-- START OF Provided records --

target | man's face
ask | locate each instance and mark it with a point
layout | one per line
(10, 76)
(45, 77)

-- END OF Provided records --

## Your goal
Please copy every one of the items above, line for line, with no changes.

## Result for this task
target | man's face
ask | locate each instance and mark it with a point
layout | one per line
(10, 76)
(45, 77)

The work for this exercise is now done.